● **Work instruction**:
Give only the number of lines in the data that include the string "puddle".

===

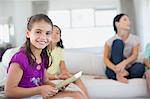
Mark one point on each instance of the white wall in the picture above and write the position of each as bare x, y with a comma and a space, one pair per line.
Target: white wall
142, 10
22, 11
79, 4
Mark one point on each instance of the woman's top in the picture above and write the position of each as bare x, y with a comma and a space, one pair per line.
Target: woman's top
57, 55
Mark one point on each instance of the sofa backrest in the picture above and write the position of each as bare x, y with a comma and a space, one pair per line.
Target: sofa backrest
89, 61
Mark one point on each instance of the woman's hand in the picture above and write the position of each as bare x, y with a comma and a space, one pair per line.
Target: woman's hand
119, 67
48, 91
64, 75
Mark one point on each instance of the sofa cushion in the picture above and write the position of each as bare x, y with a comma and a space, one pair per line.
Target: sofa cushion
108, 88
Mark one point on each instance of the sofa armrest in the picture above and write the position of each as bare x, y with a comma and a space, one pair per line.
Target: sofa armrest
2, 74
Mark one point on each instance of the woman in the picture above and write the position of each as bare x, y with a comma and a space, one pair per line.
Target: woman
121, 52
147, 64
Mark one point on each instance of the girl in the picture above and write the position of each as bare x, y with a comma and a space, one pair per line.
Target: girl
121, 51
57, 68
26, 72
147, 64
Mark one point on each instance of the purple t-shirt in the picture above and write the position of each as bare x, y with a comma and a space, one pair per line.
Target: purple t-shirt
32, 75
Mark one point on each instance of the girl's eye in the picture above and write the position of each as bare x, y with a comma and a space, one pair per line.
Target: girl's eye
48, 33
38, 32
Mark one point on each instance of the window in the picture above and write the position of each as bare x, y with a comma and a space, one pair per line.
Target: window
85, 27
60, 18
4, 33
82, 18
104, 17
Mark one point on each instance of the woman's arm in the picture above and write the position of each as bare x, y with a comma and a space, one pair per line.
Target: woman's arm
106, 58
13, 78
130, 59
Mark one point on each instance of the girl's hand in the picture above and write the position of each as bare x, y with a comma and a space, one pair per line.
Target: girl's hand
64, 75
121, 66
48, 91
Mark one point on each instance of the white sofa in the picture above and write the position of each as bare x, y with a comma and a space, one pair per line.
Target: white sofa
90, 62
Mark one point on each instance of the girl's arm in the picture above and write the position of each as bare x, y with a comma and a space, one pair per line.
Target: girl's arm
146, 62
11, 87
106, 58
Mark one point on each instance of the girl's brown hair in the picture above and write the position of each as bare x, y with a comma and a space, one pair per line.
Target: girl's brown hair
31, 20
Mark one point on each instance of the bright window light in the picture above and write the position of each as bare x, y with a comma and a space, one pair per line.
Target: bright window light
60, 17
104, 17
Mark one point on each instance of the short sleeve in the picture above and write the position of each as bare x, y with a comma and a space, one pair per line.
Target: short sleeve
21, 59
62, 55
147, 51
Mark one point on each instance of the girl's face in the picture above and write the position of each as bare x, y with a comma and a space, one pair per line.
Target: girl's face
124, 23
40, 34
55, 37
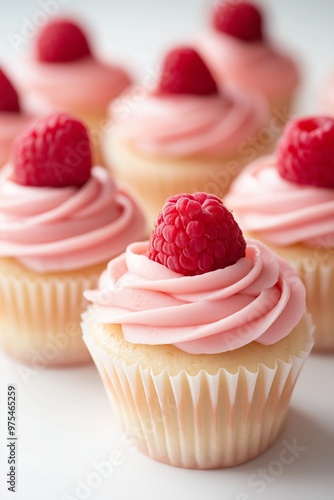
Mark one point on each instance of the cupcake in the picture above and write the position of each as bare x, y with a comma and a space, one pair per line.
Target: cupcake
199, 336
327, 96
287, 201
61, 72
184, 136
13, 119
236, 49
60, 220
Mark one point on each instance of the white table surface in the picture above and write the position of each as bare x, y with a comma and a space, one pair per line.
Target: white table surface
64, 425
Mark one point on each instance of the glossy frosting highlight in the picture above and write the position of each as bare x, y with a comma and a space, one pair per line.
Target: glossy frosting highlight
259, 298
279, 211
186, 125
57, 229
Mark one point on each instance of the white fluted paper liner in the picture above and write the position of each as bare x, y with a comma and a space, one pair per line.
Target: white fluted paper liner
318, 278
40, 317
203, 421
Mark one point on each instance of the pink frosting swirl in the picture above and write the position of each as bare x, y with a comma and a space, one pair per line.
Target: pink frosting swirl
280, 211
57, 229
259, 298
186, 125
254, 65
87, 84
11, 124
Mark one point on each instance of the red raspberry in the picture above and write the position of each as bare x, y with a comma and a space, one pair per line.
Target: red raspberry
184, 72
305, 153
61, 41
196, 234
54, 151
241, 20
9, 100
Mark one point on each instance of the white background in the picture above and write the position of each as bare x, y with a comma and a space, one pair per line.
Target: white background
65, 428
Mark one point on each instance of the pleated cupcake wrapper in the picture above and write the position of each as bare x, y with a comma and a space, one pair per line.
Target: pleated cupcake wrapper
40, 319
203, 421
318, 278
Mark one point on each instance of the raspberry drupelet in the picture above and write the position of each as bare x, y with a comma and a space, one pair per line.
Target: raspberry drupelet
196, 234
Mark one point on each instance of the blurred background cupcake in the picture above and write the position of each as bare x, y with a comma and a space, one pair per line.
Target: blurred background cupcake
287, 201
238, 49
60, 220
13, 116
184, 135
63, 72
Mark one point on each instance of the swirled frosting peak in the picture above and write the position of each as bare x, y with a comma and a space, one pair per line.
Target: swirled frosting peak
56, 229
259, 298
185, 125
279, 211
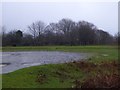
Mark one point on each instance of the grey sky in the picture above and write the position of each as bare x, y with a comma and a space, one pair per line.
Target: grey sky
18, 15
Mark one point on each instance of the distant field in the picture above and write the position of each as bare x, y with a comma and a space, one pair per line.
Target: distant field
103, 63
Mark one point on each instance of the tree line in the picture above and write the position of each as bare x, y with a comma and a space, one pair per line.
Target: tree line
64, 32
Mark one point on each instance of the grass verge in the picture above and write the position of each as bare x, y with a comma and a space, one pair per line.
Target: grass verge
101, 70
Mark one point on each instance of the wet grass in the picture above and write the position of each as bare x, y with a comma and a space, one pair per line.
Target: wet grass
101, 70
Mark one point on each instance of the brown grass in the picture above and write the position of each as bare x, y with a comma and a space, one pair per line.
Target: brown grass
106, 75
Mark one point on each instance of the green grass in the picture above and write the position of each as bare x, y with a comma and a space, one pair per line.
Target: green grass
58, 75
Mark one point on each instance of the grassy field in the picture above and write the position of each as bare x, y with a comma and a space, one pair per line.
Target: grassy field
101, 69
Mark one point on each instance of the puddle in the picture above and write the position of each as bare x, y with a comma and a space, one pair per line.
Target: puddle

===

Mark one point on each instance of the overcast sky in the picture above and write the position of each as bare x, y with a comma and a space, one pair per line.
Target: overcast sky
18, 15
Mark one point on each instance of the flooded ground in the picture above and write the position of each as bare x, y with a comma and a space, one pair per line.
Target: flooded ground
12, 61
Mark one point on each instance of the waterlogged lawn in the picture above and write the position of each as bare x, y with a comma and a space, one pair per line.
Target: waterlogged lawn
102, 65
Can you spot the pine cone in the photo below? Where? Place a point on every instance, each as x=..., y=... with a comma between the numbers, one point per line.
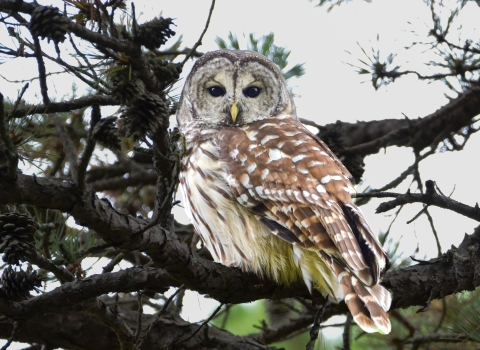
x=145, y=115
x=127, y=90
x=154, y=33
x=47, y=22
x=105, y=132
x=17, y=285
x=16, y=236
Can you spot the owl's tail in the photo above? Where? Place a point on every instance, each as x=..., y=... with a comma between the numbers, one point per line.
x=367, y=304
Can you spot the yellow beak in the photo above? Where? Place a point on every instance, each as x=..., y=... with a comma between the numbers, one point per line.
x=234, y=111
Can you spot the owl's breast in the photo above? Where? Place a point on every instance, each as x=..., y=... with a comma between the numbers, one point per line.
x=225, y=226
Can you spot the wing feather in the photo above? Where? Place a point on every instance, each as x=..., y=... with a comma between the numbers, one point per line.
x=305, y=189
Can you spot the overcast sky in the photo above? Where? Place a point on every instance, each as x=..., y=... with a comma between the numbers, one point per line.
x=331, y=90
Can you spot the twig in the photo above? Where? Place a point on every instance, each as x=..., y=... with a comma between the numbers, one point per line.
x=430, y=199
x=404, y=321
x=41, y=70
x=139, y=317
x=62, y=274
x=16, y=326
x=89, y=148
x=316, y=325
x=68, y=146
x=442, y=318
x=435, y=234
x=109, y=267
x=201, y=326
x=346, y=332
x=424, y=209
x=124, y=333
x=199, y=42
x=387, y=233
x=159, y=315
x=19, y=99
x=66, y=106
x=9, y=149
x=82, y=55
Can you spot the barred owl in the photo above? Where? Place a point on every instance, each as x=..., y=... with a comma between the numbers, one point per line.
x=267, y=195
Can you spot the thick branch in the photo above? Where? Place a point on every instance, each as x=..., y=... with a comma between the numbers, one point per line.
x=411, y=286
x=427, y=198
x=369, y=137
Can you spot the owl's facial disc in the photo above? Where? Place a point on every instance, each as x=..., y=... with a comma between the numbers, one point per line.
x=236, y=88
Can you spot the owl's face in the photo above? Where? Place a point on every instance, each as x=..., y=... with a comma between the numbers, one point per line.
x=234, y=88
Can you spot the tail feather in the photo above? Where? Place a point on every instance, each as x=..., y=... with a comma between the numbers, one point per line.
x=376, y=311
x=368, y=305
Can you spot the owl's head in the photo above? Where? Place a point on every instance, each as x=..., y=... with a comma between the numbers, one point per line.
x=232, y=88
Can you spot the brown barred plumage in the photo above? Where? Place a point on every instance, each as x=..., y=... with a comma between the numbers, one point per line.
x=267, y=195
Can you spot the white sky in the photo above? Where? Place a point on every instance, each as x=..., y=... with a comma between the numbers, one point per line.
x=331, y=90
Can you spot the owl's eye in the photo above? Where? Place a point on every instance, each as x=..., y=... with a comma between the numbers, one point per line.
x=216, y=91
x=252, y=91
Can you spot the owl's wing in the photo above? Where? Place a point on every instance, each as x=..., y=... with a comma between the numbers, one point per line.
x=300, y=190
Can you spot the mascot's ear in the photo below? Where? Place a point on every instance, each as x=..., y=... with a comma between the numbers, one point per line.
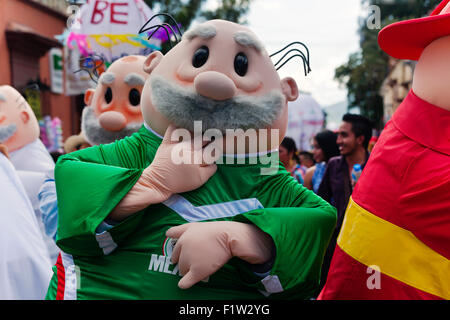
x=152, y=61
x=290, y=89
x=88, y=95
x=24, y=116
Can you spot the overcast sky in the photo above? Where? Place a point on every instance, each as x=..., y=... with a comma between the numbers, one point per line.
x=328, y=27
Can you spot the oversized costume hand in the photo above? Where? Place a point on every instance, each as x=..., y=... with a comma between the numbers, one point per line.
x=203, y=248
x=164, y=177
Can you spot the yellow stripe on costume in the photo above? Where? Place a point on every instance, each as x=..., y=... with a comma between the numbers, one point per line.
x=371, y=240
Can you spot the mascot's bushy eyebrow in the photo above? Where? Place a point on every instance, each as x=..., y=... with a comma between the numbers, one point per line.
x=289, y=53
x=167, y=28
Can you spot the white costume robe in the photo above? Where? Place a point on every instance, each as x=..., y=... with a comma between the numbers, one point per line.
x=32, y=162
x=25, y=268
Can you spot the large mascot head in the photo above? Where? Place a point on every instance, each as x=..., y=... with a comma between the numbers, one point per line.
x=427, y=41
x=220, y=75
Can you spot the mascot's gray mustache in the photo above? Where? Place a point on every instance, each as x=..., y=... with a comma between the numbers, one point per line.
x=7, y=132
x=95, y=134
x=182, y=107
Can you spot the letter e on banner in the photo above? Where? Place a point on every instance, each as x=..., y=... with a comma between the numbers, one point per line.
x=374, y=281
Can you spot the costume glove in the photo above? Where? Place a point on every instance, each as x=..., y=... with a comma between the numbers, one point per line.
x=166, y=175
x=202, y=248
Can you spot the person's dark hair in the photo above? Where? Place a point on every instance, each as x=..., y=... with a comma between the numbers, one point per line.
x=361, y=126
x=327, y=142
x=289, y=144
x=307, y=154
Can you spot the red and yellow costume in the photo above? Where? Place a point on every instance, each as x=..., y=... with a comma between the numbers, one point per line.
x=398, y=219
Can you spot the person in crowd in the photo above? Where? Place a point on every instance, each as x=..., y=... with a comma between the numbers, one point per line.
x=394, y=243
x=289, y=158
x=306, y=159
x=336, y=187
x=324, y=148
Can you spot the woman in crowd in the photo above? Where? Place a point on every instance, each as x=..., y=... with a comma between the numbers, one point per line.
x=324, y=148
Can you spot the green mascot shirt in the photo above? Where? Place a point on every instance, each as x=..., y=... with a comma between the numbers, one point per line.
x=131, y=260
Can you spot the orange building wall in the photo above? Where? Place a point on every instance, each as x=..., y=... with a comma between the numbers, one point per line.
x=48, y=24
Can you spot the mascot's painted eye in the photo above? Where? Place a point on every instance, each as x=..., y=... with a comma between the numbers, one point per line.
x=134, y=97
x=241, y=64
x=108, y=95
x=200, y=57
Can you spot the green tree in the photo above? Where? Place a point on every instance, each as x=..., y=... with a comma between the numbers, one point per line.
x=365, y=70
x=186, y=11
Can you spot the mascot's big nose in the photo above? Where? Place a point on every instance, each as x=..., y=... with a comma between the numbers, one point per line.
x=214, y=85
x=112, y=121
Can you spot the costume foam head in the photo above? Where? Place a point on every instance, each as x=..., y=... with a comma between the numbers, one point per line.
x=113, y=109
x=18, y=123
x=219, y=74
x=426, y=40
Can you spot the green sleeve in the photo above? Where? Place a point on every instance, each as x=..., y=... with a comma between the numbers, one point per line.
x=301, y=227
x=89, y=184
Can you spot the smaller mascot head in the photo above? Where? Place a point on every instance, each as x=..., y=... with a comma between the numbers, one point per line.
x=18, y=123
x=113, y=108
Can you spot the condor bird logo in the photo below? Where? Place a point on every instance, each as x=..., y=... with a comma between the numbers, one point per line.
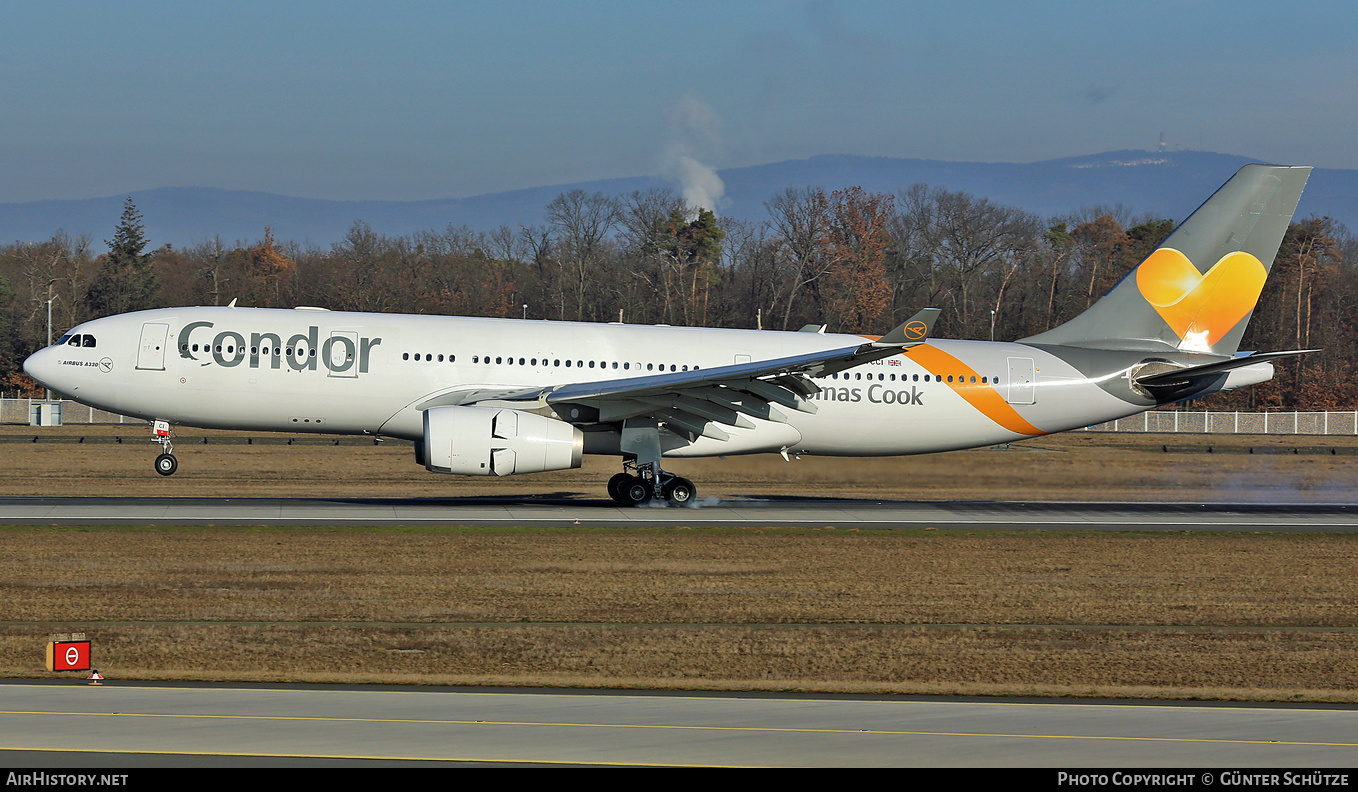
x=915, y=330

===

● **Task output**:
2